Directive:
Reproduce all the entries below with "rough mask" renamed to "coarse mask" everywhere it occurs, changing nothing else.

————

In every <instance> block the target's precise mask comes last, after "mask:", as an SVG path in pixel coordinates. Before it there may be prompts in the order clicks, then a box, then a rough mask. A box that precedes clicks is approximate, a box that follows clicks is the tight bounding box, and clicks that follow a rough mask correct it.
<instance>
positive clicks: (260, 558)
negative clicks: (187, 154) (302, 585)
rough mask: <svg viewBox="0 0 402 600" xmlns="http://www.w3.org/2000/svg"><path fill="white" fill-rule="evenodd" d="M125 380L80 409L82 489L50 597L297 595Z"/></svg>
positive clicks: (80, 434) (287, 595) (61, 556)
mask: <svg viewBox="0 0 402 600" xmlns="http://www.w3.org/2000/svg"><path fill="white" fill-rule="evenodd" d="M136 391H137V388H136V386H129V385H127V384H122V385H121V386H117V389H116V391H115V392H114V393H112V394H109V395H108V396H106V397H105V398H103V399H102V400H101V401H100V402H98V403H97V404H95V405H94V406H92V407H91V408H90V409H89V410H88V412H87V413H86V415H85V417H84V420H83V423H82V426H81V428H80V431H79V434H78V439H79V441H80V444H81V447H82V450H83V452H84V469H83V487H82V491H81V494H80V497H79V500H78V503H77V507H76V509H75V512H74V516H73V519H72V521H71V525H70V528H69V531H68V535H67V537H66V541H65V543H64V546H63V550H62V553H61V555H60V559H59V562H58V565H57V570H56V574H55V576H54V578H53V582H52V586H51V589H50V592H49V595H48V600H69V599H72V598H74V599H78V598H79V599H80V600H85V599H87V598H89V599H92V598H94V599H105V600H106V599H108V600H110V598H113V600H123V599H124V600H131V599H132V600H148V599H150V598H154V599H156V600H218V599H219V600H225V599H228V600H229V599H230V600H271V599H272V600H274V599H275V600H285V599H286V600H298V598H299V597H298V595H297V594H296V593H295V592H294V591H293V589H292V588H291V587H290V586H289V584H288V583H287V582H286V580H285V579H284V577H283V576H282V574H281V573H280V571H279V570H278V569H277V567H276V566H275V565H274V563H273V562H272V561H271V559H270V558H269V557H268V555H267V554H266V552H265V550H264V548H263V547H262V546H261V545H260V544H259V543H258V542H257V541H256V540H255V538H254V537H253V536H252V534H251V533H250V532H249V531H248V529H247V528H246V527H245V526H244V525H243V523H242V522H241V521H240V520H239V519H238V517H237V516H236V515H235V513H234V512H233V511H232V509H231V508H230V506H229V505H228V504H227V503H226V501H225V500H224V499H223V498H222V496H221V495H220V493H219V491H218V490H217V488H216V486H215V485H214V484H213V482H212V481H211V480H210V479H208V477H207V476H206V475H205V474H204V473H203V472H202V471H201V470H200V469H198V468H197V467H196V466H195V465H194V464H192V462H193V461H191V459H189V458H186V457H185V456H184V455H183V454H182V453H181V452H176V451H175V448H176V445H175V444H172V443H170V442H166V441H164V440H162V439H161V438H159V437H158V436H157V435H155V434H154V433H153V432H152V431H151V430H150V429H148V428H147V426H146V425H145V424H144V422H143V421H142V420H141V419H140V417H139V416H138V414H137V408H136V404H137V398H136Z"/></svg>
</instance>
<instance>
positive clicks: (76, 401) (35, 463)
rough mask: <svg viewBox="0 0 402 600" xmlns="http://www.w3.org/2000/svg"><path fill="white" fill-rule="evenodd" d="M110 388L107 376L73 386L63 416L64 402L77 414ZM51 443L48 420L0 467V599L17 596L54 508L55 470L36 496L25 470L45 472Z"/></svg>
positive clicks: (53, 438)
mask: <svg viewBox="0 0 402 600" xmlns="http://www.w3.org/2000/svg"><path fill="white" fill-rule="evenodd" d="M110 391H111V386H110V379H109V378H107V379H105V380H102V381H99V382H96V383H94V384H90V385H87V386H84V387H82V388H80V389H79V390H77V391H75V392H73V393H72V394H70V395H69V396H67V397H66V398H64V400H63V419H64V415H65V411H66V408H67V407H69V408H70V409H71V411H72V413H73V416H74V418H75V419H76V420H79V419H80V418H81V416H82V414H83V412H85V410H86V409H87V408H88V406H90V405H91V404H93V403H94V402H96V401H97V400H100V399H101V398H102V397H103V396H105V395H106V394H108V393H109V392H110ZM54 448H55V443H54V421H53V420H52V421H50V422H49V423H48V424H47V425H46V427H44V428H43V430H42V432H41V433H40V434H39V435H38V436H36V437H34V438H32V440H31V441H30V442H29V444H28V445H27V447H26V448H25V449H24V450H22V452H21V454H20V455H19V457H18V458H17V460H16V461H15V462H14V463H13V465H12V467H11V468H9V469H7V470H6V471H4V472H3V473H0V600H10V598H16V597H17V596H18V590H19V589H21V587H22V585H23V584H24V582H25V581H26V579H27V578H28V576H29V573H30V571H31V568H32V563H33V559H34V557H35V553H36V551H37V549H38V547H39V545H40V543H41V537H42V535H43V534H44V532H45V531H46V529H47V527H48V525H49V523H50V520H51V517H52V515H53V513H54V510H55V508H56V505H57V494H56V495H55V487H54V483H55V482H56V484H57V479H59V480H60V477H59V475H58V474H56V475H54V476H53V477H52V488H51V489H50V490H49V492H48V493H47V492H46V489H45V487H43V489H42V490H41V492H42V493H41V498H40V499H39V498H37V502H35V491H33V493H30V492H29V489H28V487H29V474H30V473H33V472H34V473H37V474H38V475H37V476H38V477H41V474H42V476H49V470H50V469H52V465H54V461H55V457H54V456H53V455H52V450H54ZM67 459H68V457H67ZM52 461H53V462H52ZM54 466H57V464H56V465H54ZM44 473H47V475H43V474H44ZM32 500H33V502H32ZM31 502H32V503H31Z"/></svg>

————

Answer to this task:
In every <instance> block the target's precise mask comes last, after "mask:", as an SVG path in pixel coordinates. Before it there may be prompts in the order clicks, then a box, then a coarse mask. A box that precedes clicks is approximate, a box that follows clicks is the tight bounding box, and clicks that follow a coarse mask correct it.
<instance>
positive clicks: (260, 558)
negative clicks: (187, 154) (302, 585)
coarse mask: <svg viewBox="0 0 402 600" xmlns="http://www.w3.org/2000/svg"><path fill="white" fill-rule="evenodd" d="M125 380L80 409L82 489L50 597L297 595Z"/></svg>
positive clicks: (80, 434) (287, 595) (61, 556)
mask: <svg viewBox="0 0 402 600" xmlns="http://www.w3.org/2000/svg"><path fill="white" fill-rule="evenodd" d="M136 391H137V388H136V386H129V385H127V384H122V385H121V386H117V389H116V391H115V392H114V393H112V394H109V395H108V396H106V397H105V398H103V399H102V400H101V401H100V402H98V403H97V404H95V405H94V406H92V407H91V408H90V409H89V410H88V412H87V413H86V415H85V417H84V420H83V423H82V426H81V428H80V431H79V434H78V439H79V441H80V444H81V447H82V450H83V452H84V469H83V487H82V491H81V494H80V497H79V500H78V503H77V507H76V509H75V512H74V516H73V519H72V521H71V525H70V528H69V531H68V535H67V537H66V541H65V543H64V546H63V550H62V553H61V555H60V559H59V562H58V565H57V570H56V574H55V576H54V578H53V582H52V586H51V589H50V592H49V595H48V600H69V599H72V598H74V599H78V598H79V599H80V600H85V599H87V598H89V599H92V598H94V599H105V600H106V599H108V600H110V598H113V600H123V599H124V600H131V599H132V600H148V599H150V598H154V599H156V600H218V599H219V600H225V599H228V600H229V599H230V600H271V599H272V600H274V599H275V600H285V599H286V600H298V598H299V597H298V595H297V594H296V593H295V592H294V591H293V589H292V588H291V587H290V586H289V584H288V583H287V582H286V580H285V579H284V577H283V576H282V574H281V573H280V571H279V570H278V569H277V567H276V566H275V565H274V563H273V562H272V561H271V559H270V558H269V557H268V555H267V554H266V552H265V550H264V548H263V547H262V546H261V545H260V544H259V543H258V542H257V541H256V540H255V538H254V537H253V536H252V534H251V533H250V532H249V531H248V529H247V528H246V527H245V526H244V525H243V523H242V522H241V521H240V520H239V519H238V517H237V516H236V515H235V513H234V512H233V511H232V509H231V508H230V506H229V505H228V504H227V503H226V501H225V500H224V499H223V498H222V496H221V495H220V493H219V491H218V490H217V488H216V486H215V485H214V484H213V482H212V481H211V480H210V479H208V477H207V476H206V475H205V474H204V473H203V472H202V471H201V470H200V469H198V468H197V467H196V466H195V465H194V464H192V462H193V461H191V459H189V458H186V457H185V456H184V455H183V454H182V453H181V452H176V451H175V448H176V445H175V444H172V443H170V442H166V441H164V440H162V439H161V438H159V437H158V436H157V435H155V434H154V433H153V432H152V431H151V430H150V429H148V428H147V426H146V425H145V424H144V422H143V421H142V420H141V419H140V417H139V416H138V414H137V408H136V404H137V398H136Z"/></svg>
</instance>
<instance>
positive clicks: (76, 401) (35, 463)
coarse mask: <svg viewBox="0 0 402 600" xmlns="http://www.w3.org/2000/svg"><path fill="white" fill-rule="evenodd" d="M110 388L107 376L73 386L63 416L64 402L77 414ZM51 443L48 420L0 467V599L17 596L54 508L55 470L36 496L25 470L45 472Z"/></svg>
positive clicks: (53, 438)
mask: <svg viewBox="0 0 402 600" xmlns="http://www.w3.org/2000/svg"><path fill="white" fill-rule="evenodd" d="M110 391H111V386H110V379H109V378H107V379H105V380H102V381H99V382H96V383H94V384H90V385H87V386H84V387H82V388H80V389H79V390H77V391H75V392H73V393H72V394H70V395H69V396H67V397H66V398H64V400H63V419H64V415H65V411H66V408H67V407H69V408H70V409H71V411H72V413H73V416H74V418H75V419H76V420H79V419H80V418H81V416H82V414H83V412H85V410H86V409H87V408H88V406H90V405H91V404H93V403H94V402H96V401H97V400H100V399H101V398H102V397H103V396H105V395H106V394H108V393H109V392H110ZM54 448H55V443H54V421H53V420H52V421H50V422H49V423H48V424H47V425H46V427H44V428H43V430H42V432H41V433H40V434H39V435H38V436H36V437H34V438H32V440H31V441H30V442H29V444H28V445H27V447H26V448H25V449H24V450H22V452H21V454H20V455H19V457H18V458H17V460H16V461H15V462H14V463H13V465H12V467H11V468H9V469H7V470H6V471H4V472H3V473H0V600H10V598H16V597H17V596H18V590H19V589H21V587H22V585H23V584H24V582H25V581H26V579H27V578H28V576H29V573H30V571H31V568H32V563H33V559H34V557H35V553H36V551H37V549H38V547H39V545H40V543H41V537H42V535H43V534H44V532H45V531H46V529H47V527H48V525H49V523H50V520H51V517H52V515H53V513H54V510H55V508H56V505H57V494H56V495H55V487H54V483H55V482H56V484H57V479H59V480H60V477H59V475H58V474H56V475H54V476H53V477H52V488H51V489H50V490H49V492H48V493H47V492H46V489H45V487H43V489H42V490H41V492H42V493H41V498H40V499H39V498H37V502H35V491H33V493H30V492H29V489H28V487H29V474H30V473H33V472H34V473H37V474H38V475H37V476H38V477H41V474H42V476H49V470H50V469H52V465H54V461H55V457H54V456H53V455H52V450H54ZM67 459H68V457H67ZM52 461H53V462H52ZM54 466H57V464H56V465H54ZM44 473H47V475H43V474H44ZM32 500H33V502H32ZM31 502H32V503H31Z"/></svg>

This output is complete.